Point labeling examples
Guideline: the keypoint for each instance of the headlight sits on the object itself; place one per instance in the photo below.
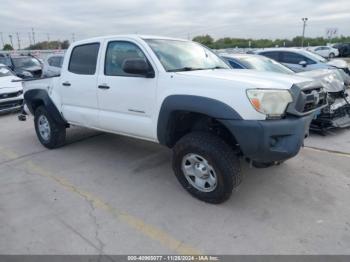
(270, 102)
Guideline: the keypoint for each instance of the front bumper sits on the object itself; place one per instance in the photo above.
(270, 140)
(336, 115)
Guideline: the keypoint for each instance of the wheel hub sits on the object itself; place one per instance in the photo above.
(199, 173)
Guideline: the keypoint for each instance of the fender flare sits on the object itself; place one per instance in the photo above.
(195, 104)
(34, 96)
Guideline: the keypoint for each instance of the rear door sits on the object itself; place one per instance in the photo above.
(79, 85)
(127, 102)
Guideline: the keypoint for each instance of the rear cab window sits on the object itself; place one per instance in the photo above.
(83, 59)
(273, 55)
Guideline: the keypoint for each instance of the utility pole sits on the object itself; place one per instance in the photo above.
(33, 34)
(48, 41)
(30, 38)
(18, 41)
(304, 19)
(2, 40)
(10, 36)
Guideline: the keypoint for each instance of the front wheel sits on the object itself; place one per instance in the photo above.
(206, 167)
(50, 133)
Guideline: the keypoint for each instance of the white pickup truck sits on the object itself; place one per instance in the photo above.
(179, 94)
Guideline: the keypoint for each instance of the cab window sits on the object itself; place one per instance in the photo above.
(116, 54)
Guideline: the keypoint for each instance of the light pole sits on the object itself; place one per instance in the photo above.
(304, 19)
(10, 36)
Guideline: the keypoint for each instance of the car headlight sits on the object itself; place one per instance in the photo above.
(270, 102)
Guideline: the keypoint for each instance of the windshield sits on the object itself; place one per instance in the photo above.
(264, 64)
(177, 55)
(316, 57)
(25, 61)
(5, 60)
(4, 71)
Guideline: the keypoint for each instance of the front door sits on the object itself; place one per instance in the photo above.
(126, 101)
(78, 86)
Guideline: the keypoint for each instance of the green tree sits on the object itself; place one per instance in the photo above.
(49, 45)
(7, 47)
(228, 42)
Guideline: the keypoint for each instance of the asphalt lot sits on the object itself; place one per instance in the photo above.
(109, 194)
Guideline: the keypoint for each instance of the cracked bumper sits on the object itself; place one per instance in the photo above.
(270, 140)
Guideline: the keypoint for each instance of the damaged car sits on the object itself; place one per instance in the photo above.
(336, 82)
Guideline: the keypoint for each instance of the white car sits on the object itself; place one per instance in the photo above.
(335, 115)
(52, 65)
(324, 51)
(11, 93)
(302, 60)
(179, 94)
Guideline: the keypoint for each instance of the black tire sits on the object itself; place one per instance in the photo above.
(57, 132)
(218, 154)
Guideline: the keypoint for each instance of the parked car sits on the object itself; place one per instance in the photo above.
(344, 49)
(52, 65)
(180, 94)
(22, 66)
(324, 51)
(11, 93)
(302, 60)
(335, 115)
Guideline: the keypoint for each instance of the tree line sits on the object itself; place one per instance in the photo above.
(42, 45)
(228, 42)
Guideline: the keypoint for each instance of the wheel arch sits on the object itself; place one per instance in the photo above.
(38, 97)
(175, 107)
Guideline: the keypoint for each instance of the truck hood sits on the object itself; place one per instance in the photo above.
(6, 82)
(339, 63)
(330, 79)
(254, 78)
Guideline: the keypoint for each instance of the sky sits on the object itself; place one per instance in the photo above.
(60, 19)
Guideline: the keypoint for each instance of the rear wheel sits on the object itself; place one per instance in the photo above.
(206, 167)
(50, 133)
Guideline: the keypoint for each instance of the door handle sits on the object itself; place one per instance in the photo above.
(103, 87)
(66, 83)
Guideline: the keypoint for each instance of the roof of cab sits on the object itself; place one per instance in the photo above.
(129, 36)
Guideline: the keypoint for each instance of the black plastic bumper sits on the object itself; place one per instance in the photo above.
(270, 140)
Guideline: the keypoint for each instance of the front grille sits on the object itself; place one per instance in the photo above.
(346, 70)
(314, 98)
(10, 95)
(10, 104)
(37, 73)
(307, 99)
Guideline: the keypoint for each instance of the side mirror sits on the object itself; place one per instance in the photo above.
(137, 66)
(303, 63)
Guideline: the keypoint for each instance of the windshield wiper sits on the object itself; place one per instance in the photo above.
(186, 68)
(218, 67)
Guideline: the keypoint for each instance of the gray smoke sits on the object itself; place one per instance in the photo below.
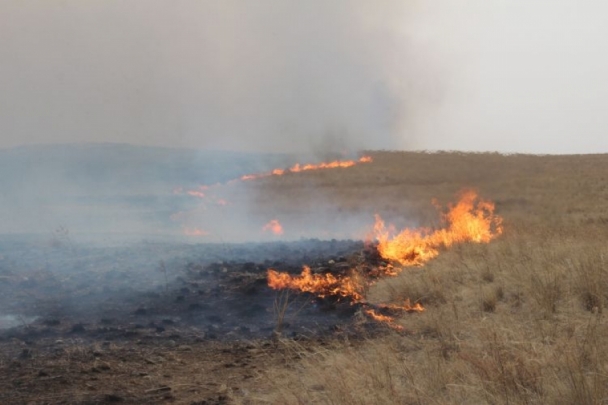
(268, 75)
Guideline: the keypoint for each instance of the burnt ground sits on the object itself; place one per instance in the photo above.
(157, 322)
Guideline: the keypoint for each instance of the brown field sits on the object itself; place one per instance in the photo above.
(520, 320)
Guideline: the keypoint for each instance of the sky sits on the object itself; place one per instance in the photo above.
(300, 76)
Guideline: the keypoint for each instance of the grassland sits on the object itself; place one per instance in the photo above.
(521, 320)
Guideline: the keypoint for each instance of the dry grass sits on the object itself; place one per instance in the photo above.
(521, 320)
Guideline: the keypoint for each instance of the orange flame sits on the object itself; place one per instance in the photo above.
(469, 220)
(273, 226)
(383, 319)
(322, 285)
(301, 168)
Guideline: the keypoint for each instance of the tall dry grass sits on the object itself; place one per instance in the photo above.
(521, 320)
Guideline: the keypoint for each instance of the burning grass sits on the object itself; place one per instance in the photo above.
(520, 320)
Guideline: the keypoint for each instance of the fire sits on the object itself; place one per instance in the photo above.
(469, 220)
(274, 226)
(383, 318)
(297, 168)
(322, 285)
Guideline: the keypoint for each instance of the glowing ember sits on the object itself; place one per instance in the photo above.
(273, 226)
(383, 318)
(469, 220)
(322, 285)
(301, 168)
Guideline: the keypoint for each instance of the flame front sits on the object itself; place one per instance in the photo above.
(469, 220)
(322, 285)
(297, 168)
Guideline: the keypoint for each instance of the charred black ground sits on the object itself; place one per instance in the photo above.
(157, 290)
(88, 325)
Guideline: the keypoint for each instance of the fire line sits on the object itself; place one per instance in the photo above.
(471, 219)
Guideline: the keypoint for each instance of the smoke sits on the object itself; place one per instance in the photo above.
(269, 75)
(520, 76)
(306, 76)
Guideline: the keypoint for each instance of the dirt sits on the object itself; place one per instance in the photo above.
(156, 323)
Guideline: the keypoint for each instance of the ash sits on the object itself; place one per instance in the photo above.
(172, 291)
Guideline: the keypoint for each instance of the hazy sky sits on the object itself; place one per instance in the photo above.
(292, 75)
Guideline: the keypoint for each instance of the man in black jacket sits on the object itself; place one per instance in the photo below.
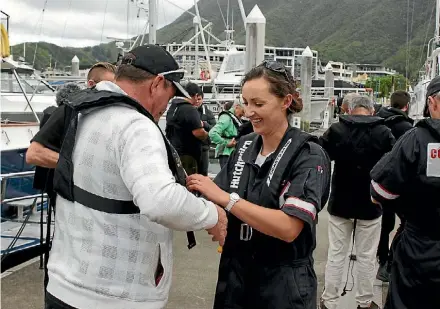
(411, 173)
(356, 143)
(396, 118)
(185, 130)
(209, 121)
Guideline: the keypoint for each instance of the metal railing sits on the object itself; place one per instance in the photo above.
(24, 220)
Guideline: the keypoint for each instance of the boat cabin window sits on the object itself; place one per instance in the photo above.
(29, 82)
(235, 63)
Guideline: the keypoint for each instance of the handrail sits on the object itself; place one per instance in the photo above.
(16, 175)
(22, 198)
(4, 179)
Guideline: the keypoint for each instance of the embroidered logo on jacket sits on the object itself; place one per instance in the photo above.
(277, 160)
(239, 166)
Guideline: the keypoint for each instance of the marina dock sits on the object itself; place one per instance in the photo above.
(194, 276)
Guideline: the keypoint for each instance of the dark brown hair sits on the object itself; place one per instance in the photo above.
(97, 67)
(400, 99)
(280, 86)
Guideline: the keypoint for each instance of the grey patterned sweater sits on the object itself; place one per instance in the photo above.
(103, 260)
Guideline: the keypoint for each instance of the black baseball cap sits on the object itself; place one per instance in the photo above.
(433, 88)
(156, 60)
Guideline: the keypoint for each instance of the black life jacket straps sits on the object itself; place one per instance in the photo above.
(237, 122)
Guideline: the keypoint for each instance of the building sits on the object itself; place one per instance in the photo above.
(185, 54)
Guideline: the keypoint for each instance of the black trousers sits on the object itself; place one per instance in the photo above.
(388, 222)
(204, 162)
(415, 275)
(190, 164)
(223, 160)
(51, 302)
(244, 284)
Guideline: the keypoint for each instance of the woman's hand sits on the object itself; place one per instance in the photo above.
(207, 188)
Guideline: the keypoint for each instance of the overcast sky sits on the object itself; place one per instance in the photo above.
(81, 22)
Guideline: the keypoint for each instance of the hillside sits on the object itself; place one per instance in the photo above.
(368, 31)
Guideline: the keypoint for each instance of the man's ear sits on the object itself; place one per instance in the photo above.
(156, 83)
(288, 100)
(90, 83)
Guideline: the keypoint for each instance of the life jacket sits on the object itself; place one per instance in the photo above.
(82, 103)
(237, 122)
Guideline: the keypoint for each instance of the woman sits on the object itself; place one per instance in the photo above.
(273, 186)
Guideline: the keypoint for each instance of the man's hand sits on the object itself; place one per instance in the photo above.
(218, 232)
(232, 143)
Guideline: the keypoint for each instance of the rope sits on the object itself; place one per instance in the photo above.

• Task description:
Print only the lines from the one with "Guideline: the keypoint for each instance of the life" to the end of the records, both included.

• Final answer:
Guideline: the keypoint for each instance of the life jacket sits on the object itself; place one per instance in the photo above.
(82, 103)
(237, 122)
Guideline: the keypoint for each instance of the woman sits on the object itself; place one per instance in the photo above.
(273, 186)
Guideline: the keypoint for each instance of the man's hand sits on the object itself; place one per instance in the photo above.
(218, 232)
(232, 143)
Guideline: the keypoint for each instance of the rope sits on the object itself; place one per instance in the photo above.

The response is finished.